La drague désagrégatrice D'ARTAGNAN, novembre 2014
Hervé Cozanet
    
La D'ARTAGNAN, une des dragues désagrégatrices les plus puissantes du monde, est une machine impressionnante, d'une magnifique efficacité. D'ailleurs c'est elle qui sera la pièce maitresse du dispositif mis en place par DEME Group pour le nouveau chantier d'agrandissement du canal de Suez. Nous l'avons vue plusieurs fois au travail sur ce site, cette fois-ci elle est venue à Brest pour un arrêt technique de préparation à sa prochaine mission. La D'ARTAGNAN est gérée par la filiale française de DEME, la Société de Dragage International, et elle est immatriculée à Marseille .

Photo Michel Floch
Caractéristiques principales 
  IMO 9312963
 
Tonnage brut / net :
8 082 / 2 424 ums
 
Longueur / largeur :
123,80 / 25,20
 
Creux / Tirant d'eau :
8,20 / 6,15
 
Motorisation :
2 Wartsilä 12V32, 2 x 6 000 kW
 
Puissance totale installée:
28 200 kW
  Propulsion 2 hélices à pas variable
 
Vitesse :
12,5 nds
  Construction 2005 IHC Holland Dredgers, Kinderdijk
  Pavillon France (RIF)

++++++++++

CONSIGNE -> Modifiez le passage du texte sur la drague D'ARTAGNAN commençant par « Creux / Tirant » et allant jusqu'à « Pavillon France (RIF) » en y remplaçant « Vitesse » par « Allure », puis restituez-le.

EXTRAITS DES ENTRÉES ->

++++++++++

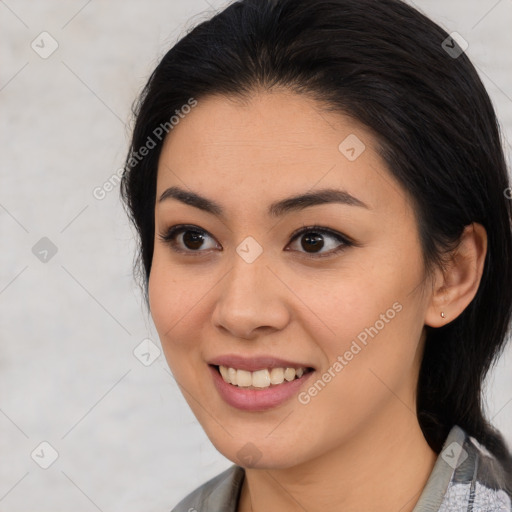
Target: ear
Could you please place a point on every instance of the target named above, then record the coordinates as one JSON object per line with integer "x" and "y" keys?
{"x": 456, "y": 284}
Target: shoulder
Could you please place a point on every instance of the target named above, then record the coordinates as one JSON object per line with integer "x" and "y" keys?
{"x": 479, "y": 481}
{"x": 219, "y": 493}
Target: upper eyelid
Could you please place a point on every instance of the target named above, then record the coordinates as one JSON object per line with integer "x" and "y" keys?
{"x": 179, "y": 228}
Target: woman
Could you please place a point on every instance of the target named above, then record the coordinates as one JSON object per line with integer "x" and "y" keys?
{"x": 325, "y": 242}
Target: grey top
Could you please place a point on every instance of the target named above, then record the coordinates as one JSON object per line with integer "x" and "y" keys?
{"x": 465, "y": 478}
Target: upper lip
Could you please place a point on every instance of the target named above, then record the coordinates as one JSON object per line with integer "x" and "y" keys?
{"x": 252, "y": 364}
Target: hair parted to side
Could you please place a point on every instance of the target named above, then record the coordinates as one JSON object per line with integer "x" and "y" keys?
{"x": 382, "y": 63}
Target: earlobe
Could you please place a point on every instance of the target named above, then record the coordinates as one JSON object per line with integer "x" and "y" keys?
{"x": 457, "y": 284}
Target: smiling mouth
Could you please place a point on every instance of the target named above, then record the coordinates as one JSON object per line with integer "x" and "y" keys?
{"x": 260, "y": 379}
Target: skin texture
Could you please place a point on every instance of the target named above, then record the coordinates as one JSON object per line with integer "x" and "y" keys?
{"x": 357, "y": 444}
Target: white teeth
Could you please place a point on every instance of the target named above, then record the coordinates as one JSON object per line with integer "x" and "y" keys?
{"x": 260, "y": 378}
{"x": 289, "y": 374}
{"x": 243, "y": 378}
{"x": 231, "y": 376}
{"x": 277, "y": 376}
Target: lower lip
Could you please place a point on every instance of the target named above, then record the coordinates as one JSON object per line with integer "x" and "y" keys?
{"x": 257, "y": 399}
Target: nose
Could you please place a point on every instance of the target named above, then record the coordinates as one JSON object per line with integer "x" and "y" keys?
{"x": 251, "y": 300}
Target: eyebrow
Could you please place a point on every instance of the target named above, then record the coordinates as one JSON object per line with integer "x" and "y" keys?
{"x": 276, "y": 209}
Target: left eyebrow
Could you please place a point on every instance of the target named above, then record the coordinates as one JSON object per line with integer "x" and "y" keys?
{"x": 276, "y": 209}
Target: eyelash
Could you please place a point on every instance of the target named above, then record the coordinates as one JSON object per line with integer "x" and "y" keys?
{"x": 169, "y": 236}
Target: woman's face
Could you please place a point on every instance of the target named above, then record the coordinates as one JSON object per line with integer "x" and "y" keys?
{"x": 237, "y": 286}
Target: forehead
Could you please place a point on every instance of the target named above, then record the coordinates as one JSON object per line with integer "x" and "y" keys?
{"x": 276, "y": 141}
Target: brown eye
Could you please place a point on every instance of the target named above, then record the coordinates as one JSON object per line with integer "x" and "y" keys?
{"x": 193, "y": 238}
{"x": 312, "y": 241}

++++++++++

RÉPONSE RÉDIGÉE ->
Creux / Tirant d'eau :
8,20 / 6,15
 
Motorisation :
2 Wartsilä 12V32, 2 x 6 000 kW
 
Puissance totale installée:
28 200 kW
  Propulsion 2 hélices à pas variable
 
Allure :
12,5 nds
  Construction 2005 IHC Holland Dredgers, Kinderdijk
  Pavillon France (RIF)